Records excerpted from a collection
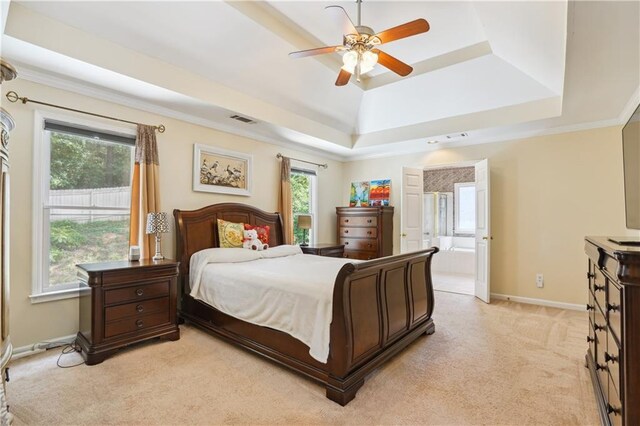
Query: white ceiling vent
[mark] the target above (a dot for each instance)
(245, 120)
(454, 136)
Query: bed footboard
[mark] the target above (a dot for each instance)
(379, 307)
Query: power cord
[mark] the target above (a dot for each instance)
(66, 350)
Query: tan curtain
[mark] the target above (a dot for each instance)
(145, 189)
(284, 203)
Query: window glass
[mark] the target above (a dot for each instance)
(465, 208)
(86, 205)
(302, 190)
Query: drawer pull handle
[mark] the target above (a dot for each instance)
(610, 358)
(616, 411)
(602, 367)
(612, 307)
(597, 327)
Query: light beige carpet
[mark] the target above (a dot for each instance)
(504, 363)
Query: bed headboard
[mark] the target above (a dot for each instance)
(198, 229)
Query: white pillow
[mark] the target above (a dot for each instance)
(280, 251)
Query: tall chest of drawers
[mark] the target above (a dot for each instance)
(127, 302)
(366, 232)
(613, 356)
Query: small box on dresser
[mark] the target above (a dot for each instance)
(127, 302)
(366, 232)
(613, 355)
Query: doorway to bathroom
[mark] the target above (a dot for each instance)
(449, 207)
(449, 223)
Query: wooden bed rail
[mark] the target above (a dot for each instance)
(379, 307)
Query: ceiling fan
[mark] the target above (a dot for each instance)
(360, 45)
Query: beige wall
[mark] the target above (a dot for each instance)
(31, 323)
(547, 193)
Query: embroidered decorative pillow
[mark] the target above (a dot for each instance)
(263, 232)
(230, 234)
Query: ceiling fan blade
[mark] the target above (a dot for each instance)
(343, 77)
(311, 52)
(409, 29)
(341, 18)
(392, 63)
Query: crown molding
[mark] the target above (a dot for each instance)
(40, 77)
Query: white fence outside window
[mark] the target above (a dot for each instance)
(117, 200)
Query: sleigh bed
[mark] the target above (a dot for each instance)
(379, 306)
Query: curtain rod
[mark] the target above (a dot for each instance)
(13, 97)
(324, 166)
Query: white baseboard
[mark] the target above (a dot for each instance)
(36, 348)
(541, 302)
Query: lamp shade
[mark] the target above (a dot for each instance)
(157, 223)
(304, 221)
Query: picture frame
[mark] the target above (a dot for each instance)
(379, 192)
(359, 194)
(221, 171)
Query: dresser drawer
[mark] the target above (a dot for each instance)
(599, 288)
(614, 407)
(613, 308)
(359, 244)
(133, 324)
(360, 255)
(358, 221)
(359, 232)
(612, 358)
(137, 292)
(139, 308)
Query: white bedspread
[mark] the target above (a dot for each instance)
(292, 293)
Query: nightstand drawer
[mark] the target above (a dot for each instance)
(359, 232)
(137, 292)
(132, 324)
(139, 308)
(359, 221)
(359, 244)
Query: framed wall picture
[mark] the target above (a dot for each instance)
(379, 192)
(220, 170)
(359, 196)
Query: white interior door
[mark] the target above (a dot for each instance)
(483, 231)
(411, 209)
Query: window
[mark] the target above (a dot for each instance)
(81, 204)
(303, 190)
(465, 206)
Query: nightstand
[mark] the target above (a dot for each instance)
(127, 302)
(330, 250)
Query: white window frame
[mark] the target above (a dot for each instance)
(456, 198)
(313, 175)
(41, 178)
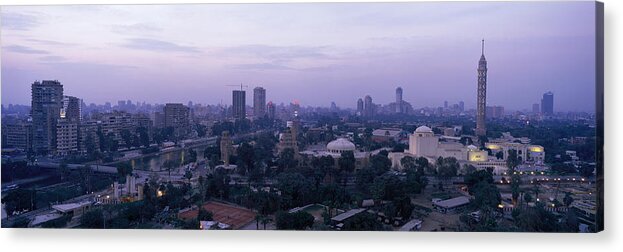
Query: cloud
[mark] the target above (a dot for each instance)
(84, 66)
(50, 42)
(135, 28)
(24, 49)
(262, 66)
(18, 21)
(52, 58)
(158, 46)
(281, 53)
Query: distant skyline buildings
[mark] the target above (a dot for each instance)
(259, 101)
(422, 46)
(239, 104)
(46, 105)
(481, 101)
(547, 104)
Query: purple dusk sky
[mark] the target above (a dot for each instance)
(314, 53)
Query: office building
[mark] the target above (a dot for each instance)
(17, 135)
(177, 115)
(368, 107)
(495, 111)
(536, 108)
(259, 102)
(481, 105)
(239, 104)
(270, 107)
(72, 109)
(547, 104)
(47, 101)
(359, 107)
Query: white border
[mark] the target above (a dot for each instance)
(161, 240)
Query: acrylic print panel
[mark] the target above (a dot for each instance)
(436, 116)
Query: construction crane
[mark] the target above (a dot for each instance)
(237, 86)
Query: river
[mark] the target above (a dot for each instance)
(155, 162)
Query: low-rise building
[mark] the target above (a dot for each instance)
(451, 205)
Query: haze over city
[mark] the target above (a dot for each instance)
(314, 53)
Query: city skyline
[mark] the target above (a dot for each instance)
(416, 53)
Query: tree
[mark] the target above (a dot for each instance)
(93, 219)
(299, 220)
(127, 137)
(143, 136)
(363, 222)
(86, 173)
(124, 169)
(447, 168)
(422, 164)
(586, 170)
(380, 163)
(192, 156)
(19, 200)
(486, 196)
(408, 163)
(204, 215)
(287, 159)
(188, 175)
(474, 178)
(63, 170)
(246, 154)
(346, 163)
(535, 219)
(169, 165)
(567, 199)
(295, 189)
(527, 197)
(468, 169)
(512, 161)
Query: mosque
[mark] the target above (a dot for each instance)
(424, 143)
(335, 149)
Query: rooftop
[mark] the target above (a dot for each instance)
(343, 216)
(454, 202)
(64, 208)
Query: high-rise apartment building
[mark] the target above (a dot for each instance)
(177, 115)
(481, 105)
(259, 102)
(46, 104)
(239, 104)
(547, 104)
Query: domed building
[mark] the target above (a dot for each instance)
(335, 149)
(341, 145)
(424, 143)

## PROBLEM STATEMENT
Of the lines above, retype only those from the line containing "Query: office building" through the line containing "Query: construction crane", including both, exactly.

## ANSWER
Query: office building
[mark] the target above (a dot for each instance)
(17, 135)
(177, 115)
(368, 107)
(495, 111)
(536, 108)
(259, 102)
(481, 105)
(239, 104)
(270, 107)
(72, 109)
(547, 104)
(47, 101)
(359, 107)
Query: white border
[mark] the target above (a dot for each instance)
(161, 240)
Query: acrylic print panel
[mark] the target above (a dot for each instance)
(436, 116)
Query: construction crane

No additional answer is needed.